● **Document passage**:
• • •
Don't Step on My Blue Suede Shoes: The Revolution of Rock and Roll
This is an analytical and book review paper, written for my Contemporary United States History class. It is based on a book called All Shook Up, How Rock 'N' Roll Changed America by Glen C. Altschuler. The assignment required students to evaluate the author's main argument, critically analyze the book, and determine whether the author's assessment on rock and roll is accurate. This paper was published in my school's literary journal, Write the Ship, in April of 2017.
During the 1950s, rock and roll created
a cultural phenomenon in American society. To many Americans, the emergence of
this thunderous and rollicking music represented sex, drugs, and racial
integration. In his book, All Shook Up,
How Rock ’N’ Roll Changed America, Glenn Altschuler argued that rock and
roll created conflict, at times making it worse and at other times lessening
it. Altschuler focuses on several major issues with which the music genre intersected:
race relations, sexuality, corruption of youth, and popular culture. Altschuler’s
assessment is accurate; rock and roll started a firestorm of controversy, especially
for race relations, generational values, and popular culture. Yet most
importantly, the social conflicts that rock and roll provoked turned into a
positive cultural revolution in American society. Rock and roll united blacks
and whites, gave teens their own special identity, and redefined a new teen culture.
Throughout
his book, Altschuler emphasizes and explores how rock and roll altered America,
especially when it came to race. Rock and roll was a musical genre that
promoted economic opportunities and racial integration for African Americans. Altschuler
argues that “rock ’n’ roll remained a highly visible and contested arena for
struggles over racial identity and cultural and economic empowerment in the
United States.”[1]
In this assessment, the author is correct. This new music allowed African
Americans to come out from behind the shadows—it also symbolized African
American empowerment.
• • •
● **Stated problem A**: Write out the stretch of the rock and roll review from "Don't Step on" through "April of 2017.".
• • •
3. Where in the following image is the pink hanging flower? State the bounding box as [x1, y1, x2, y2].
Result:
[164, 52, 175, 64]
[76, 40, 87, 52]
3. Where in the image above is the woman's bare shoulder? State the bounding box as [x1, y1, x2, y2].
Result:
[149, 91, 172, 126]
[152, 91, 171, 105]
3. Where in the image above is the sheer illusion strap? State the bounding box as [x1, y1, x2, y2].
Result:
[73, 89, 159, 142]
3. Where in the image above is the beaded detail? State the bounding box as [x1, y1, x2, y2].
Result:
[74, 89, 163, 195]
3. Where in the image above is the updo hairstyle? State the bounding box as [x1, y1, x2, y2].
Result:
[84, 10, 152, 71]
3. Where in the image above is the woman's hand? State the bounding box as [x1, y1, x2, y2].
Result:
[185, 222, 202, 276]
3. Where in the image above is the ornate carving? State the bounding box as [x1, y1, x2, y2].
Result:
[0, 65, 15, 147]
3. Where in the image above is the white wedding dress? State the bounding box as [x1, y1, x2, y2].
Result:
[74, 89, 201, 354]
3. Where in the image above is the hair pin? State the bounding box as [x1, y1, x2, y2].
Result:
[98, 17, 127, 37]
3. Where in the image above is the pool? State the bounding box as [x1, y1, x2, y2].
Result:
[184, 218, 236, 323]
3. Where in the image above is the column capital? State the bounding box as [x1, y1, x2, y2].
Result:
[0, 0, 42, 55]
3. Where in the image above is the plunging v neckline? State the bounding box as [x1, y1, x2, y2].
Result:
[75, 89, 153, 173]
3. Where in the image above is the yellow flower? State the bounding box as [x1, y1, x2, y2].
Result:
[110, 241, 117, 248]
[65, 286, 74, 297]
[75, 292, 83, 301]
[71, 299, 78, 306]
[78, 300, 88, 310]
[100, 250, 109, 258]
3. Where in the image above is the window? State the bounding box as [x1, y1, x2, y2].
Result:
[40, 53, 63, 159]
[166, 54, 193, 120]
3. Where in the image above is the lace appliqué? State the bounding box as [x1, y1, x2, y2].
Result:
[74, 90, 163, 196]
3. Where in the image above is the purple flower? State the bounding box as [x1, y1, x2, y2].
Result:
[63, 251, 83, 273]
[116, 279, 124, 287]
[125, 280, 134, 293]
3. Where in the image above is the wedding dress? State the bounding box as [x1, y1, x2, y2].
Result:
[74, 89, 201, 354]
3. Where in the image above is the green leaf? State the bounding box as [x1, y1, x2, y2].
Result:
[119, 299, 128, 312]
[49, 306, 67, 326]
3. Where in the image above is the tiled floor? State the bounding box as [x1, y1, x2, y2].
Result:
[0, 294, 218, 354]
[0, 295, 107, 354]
• • •
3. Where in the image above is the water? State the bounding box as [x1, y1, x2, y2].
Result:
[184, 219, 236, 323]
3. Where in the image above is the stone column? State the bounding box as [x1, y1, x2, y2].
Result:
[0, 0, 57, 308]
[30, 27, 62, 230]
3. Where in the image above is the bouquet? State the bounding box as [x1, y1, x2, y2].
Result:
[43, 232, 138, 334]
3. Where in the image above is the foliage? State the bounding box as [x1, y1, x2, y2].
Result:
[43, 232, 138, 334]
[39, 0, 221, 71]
• • •
● **Stated problem B**: Rewrite the stretch of rows from the line containing "3. Where in the image above is the water?" through the line containing "[30, 27, 62, 230]", putting "marble pillar" in place of "stone column" and keeping everything else the same.

● **Reply A**:
Don't Step on My Blue Suede Shoes: The Revolution of Rock and Roll
This is an analytical and book review paper, written for my Contemporary United States History class. It is based on a book called All Shook Up, How Rock 'N' Roll Changed America by Glen C. Altschuler. The assignment required students to evaluate the author's main argument, critically analyze the book, and determine whether the author's assessment on rock and roll is accurate. This paper was published in my school's literary journal, Write the Ship, in April of 2017.

● **Reply B**:
3. Where in the image above is the water? State the bounding box as [x1, y1, x2, y2].
Result:
[184, 219, 236, 323]
3. Where in the image above is the marble pillar? State the bounding box as [x1, y1, x2, y2].
Result:
[0, 0, 57, 308]
[30, 27, 62, 230]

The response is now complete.